Aim of the exercise
Transcribe the records exactly from the line with "Annotation guideline: for each instance of the man in blue long" to the end, both included.

--- START Records for this exercise ---

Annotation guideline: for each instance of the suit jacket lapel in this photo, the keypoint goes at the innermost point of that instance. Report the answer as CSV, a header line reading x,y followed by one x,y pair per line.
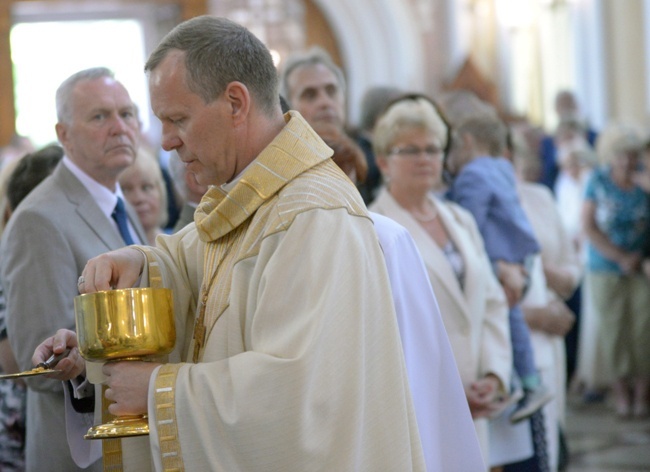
x,y
87,208
135,222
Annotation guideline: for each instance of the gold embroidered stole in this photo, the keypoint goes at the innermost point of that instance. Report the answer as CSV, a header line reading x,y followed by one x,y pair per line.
x,y
223,222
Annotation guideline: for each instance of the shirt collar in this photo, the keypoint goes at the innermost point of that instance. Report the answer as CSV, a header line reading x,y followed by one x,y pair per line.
x,y
102,195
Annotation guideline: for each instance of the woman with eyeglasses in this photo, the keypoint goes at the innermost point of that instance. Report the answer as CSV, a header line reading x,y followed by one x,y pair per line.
x,y
410,139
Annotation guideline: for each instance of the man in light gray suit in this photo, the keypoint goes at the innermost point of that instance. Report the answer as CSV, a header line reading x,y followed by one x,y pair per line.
x,y
65,221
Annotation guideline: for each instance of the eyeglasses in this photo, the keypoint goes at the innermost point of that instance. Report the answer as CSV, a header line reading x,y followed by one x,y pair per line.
x,y
412,152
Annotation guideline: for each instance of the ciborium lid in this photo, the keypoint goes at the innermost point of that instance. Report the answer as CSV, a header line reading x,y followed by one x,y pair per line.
x,y
125,323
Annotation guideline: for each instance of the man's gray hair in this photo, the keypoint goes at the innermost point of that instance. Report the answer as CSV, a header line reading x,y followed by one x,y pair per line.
x,y
219,51
64,92
313,56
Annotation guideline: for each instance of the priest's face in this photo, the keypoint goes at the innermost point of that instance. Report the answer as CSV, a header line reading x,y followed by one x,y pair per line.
x,y
201,133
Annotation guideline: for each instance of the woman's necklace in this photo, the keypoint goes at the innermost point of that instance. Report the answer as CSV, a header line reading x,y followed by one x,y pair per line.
x,y
425,218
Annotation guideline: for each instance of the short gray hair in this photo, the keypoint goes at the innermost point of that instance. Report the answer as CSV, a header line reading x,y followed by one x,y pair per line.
x,y
219,51
313,56
64,92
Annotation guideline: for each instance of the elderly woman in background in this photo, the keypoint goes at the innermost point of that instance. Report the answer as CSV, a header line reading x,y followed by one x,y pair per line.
x,y
615,219
554,277
144,187
409,141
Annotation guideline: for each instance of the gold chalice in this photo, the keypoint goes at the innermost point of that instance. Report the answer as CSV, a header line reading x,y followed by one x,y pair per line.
x,y
126,324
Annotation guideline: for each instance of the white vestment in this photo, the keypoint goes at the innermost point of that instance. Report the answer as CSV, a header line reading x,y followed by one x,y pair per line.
x,y
446,429
301,365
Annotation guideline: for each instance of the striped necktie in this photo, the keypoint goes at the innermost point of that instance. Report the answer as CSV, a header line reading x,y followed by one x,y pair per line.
x,y
119,215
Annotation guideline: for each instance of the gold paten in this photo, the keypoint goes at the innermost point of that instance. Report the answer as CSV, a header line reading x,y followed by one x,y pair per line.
x,y
125,324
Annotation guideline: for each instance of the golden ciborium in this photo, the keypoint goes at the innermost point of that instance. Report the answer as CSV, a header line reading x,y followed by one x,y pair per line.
x,y
119,325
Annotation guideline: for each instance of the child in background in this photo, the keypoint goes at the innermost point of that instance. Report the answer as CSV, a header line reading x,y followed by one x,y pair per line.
x,y
484,184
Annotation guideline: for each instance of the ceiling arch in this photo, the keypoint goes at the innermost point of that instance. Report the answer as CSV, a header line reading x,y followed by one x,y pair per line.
x,y
379,42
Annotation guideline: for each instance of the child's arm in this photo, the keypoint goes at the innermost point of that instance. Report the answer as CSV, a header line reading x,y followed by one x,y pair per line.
x,y
472,193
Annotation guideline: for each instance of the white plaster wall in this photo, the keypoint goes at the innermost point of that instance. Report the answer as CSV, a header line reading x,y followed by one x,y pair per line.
x,y
379,42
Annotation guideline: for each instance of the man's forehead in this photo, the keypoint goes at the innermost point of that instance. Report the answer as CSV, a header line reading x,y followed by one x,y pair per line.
x,y
313,76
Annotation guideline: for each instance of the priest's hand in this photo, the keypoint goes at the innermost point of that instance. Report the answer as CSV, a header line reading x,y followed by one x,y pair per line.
x,y
70,366
115,269
128,386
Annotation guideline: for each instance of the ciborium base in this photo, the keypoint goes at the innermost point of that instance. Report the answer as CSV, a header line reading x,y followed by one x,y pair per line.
x,y
121,427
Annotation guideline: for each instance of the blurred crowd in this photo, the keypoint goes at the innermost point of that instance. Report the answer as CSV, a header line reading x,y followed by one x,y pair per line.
x,y
536,245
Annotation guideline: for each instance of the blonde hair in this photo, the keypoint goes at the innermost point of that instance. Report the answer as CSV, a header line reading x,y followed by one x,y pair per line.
x,y
405,115
147,162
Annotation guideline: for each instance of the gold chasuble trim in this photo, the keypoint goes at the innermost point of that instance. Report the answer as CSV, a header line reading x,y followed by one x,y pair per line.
x,y
233,225
166,424
296,149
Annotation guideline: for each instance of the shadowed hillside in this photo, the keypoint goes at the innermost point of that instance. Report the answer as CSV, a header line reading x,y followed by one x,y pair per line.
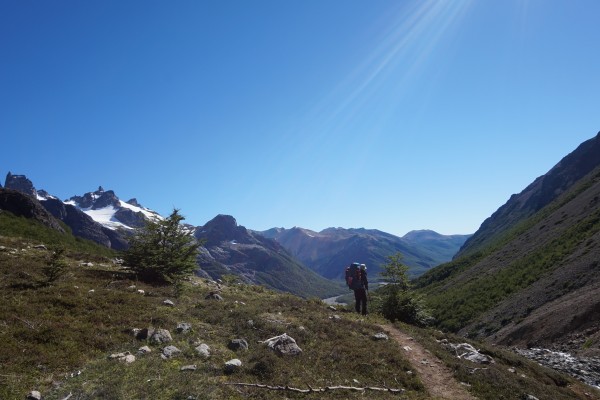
x,y
530,275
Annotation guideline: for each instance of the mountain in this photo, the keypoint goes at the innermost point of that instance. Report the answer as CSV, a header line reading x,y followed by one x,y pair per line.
x,y
97,222
329,251
530,274
538,194
22,205
107,209
233,249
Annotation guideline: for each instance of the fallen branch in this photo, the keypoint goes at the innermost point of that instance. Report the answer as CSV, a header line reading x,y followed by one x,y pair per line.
x,y
315,390
473,370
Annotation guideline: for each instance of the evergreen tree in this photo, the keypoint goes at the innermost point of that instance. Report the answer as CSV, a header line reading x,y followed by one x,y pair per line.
x,y
398,302
163,250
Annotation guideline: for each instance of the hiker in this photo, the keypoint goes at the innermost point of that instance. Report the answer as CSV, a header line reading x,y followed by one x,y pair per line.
x,y
356,278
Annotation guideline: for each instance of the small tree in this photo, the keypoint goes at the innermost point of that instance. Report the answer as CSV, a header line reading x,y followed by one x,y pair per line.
x,y
56,265
399,302
163,251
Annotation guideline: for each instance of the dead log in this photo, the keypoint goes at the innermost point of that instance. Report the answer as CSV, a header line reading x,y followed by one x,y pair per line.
x,y
315,390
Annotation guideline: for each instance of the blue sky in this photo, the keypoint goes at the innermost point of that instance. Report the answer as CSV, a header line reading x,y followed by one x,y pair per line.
x,y
391,115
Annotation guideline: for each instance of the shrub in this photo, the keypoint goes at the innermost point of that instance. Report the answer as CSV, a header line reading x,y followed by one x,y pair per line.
x,y
56,265
163,251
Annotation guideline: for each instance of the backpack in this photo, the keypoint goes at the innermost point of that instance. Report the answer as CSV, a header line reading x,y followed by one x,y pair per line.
x,y
353,276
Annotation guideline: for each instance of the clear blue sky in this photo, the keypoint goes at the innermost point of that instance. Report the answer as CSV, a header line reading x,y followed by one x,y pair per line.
x,y
392,115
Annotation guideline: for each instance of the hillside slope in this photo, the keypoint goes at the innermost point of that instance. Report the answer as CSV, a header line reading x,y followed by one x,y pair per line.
x,y
530,276
77,338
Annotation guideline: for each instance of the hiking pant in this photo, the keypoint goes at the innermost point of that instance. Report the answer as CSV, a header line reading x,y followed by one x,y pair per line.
x,y
360,295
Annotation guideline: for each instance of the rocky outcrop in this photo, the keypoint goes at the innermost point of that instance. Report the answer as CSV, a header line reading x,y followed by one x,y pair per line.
x,y
84,226
283,345
130,218
26,206
586,369
80,223
20,183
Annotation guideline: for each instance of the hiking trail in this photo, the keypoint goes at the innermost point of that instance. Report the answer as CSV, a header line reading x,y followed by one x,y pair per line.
x,y
436,377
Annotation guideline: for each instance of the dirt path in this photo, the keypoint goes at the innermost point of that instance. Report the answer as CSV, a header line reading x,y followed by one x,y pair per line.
x,y
436,377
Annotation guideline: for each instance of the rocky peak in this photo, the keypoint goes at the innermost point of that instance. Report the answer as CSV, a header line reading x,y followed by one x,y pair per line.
x,y
134,202
20,183
106,199
23,205
222,228
96,200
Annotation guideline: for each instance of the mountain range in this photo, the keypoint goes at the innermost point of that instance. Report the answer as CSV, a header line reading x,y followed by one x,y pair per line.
x,y
530,275
324,252
277,258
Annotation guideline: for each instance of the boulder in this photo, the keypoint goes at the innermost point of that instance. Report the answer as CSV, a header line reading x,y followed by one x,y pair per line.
x,y
238,344
284,345
203,350
143,334
232,365
34,395
125,357
380,336
213,296
468,352
183,327
170,351
161,336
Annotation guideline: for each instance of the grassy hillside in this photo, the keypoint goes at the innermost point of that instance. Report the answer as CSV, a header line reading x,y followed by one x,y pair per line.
x,y
57,338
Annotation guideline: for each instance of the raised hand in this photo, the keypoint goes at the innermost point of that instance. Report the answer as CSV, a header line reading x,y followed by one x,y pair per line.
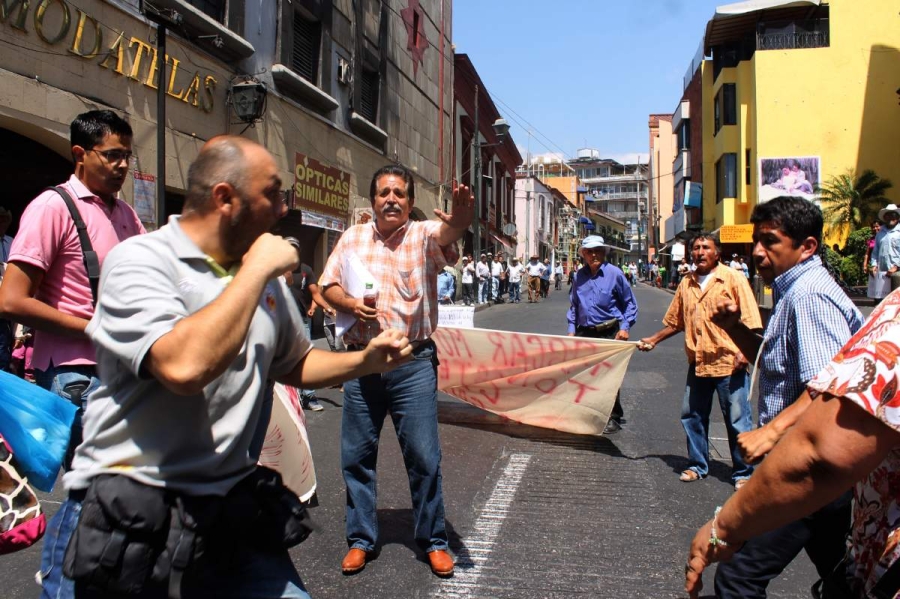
x,y
271,254
387,351
727,314
462,209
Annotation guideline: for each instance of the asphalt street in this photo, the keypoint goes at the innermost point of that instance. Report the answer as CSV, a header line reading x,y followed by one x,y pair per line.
x,y
531,513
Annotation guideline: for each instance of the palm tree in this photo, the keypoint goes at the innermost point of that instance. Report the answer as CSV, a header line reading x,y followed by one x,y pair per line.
x,y
850,202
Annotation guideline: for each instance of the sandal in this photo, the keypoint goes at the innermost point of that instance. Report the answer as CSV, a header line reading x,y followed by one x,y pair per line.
x,y
689,476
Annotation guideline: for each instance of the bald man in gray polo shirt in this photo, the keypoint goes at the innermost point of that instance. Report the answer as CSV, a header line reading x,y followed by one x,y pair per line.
x,y
191,326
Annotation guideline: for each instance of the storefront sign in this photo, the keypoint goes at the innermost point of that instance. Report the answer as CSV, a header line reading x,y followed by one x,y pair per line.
x,y
54,24
736,234
320,188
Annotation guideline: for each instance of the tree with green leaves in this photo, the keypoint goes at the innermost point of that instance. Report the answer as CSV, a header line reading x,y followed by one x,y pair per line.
x,y
851,202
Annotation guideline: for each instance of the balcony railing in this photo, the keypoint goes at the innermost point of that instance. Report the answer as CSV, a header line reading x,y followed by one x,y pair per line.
x,y
621,195
792,41
792,35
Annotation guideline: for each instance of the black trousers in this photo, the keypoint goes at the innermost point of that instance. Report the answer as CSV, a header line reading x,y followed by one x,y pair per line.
x,y
617,413
763,558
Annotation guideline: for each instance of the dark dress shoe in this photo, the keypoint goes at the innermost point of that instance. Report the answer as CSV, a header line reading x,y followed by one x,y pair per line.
x,y
612,426
441,563
354,561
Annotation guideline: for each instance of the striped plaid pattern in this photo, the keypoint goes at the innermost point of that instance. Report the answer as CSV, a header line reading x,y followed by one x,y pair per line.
x,y
811,320
707,346
405,266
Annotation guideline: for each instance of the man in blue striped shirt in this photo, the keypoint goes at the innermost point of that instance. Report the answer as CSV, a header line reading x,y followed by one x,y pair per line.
x,y
811,320
602,306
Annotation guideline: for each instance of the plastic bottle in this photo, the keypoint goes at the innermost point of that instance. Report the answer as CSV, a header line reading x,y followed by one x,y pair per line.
x,y
370,300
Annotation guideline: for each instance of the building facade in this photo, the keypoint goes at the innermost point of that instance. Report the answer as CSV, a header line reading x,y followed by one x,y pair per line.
x,y
495,175
349,87
619,191
793,95
660,180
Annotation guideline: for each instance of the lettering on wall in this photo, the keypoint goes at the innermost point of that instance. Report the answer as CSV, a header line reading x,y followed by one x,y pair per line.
x,y
321,188
57,22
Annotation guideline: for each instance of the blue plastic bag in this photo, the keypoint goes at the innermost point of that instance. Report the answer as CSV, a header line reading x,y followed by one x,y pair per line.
x,y
37,424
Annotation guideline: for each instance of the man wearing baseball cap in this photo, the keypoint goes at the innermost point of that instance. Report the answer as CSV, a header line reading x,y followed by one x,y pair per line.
x,y
886,255
602,306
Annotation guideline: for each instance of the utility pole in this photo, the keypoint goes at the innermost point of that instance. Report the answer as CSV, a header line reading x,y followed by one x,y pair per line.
x,y
527,224
476,149
163,19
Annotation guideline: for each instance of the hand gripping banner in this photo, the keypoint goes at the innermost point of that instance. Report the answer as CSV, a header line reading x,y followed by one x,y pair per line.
x,y
563,383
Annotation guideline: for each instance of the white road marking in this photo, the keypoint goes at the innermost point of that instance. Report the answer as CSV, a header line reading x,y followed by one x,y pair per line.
x,y
477,547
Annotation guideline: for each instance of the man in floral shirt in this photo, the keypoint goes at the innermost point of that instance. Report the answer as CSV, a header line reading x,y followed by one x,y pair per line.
x,y
850,434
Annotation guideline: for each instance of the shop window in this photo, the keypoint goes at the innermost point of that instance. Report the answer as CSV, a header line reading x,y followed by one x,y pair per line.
x,y
747,170
725,107
729,104
726,177
214,9
684,135
305,45
368,94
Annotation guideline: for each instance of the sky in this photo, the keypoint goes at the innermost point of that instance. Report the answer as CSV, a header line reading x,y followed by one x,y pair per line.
x,y
582,73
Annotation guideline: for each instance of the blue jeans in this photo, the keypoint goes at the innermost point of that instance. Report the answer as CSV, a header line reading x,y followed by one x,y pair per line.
x,y
514,291
6,343
307,326
247,573
409,394
734,398
75,383
764,557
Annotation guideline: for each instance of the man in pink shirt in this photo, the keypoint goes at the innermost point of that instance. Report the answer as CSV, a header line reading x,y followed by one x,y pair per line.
x,y
46,284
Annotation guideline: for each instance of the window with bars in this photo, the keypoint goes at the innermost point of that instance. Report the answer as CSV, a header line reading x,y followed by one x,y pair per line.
x,y
368,95
307,37
215,9
726,177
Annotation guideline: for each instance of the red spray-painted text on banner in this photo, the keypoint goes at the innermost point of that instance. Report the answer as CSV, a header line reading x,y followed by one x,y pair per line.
x,y
564,383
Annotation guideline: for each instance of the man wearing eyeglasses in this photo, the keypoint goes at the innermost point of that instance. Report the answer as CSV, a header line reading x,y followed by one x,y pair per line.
x,y
46,285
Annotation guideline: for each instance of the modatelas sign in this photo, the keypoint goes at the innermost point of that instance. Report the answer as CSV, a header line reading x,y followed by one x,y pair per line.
x,y
320,188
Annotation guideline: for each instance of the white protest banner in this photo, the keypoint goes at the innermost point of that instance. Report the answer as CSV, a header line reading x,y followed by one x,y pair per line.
x,y
564,383
286,447
456,316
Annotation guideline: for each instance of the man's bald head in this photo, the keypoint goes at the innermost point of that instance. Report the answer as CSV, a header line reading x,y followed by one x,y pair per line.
x,y
222,159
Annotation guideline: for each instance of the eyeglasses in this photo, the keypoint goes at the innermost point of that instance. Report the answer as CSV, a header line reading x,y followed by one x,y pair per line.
x,y
115,156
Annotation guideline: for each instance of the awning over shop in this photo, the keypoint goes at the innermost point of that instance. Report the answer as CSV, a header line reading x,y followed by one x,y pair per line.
x,y
733,21
502,242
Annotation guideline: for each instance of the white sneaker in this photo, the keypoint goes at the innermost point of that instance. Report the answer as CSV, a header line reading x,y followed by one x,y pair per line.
x,y
312,404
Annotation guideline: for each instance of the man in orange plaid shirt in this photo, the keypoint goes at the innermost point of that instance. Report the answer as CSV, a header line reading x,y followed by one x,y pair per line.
x,y
404,258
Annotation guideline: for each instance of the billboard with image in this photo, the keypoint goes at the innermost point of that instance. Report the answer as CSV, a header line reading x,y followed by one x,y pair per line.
x,y
796,176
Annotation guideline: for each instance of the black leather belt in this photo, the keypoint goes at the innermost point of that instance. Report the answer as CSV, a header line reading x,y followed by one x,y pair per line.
x,y
417,345
603,327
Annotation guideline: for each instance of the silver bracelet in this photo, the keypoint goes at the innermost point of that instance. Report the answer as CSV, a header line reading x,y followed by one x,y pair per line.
x,y
714,539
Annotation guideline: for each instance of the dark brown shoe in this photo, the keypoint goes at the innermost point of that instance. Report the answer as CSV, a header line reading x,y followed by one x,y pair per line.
x,y
441,563
354,561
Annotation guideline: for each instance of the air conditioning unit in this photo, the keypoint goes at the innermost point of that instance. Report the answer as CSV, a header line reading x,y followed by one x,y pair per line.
x,y
345,74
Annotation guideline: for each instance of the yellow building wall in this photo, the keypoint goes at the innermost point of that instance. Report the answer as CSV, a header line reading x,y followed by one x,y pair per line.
x,y
710,209
837,103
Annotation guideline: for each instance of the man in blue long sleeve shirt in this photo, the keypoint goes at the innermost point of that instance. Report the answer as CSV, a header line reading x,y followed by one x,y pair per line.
x,y
602,306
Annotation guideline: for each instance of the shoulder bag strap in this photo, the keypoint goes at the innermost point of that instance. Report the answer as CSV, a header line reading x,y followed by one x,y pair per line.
x,y
91,262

--- END Records for this exercise ---

Response for this exercise
Annotation guideline: for each instance of the man in blue long sleeve shirt in this photo, the keypoint goes at the innermost point of that instance. Report the answer as CSV, a header line reading x,y followed by one x,y pair per line.
x,y
602,306
Annotation guideline: for each instance of the shoulder bag strap in this photo, the keypoint goes at the innermost point of that instance. Report the answer as CSV, a header line reading x,y followed by one x,y pair per line.
x,y
91,262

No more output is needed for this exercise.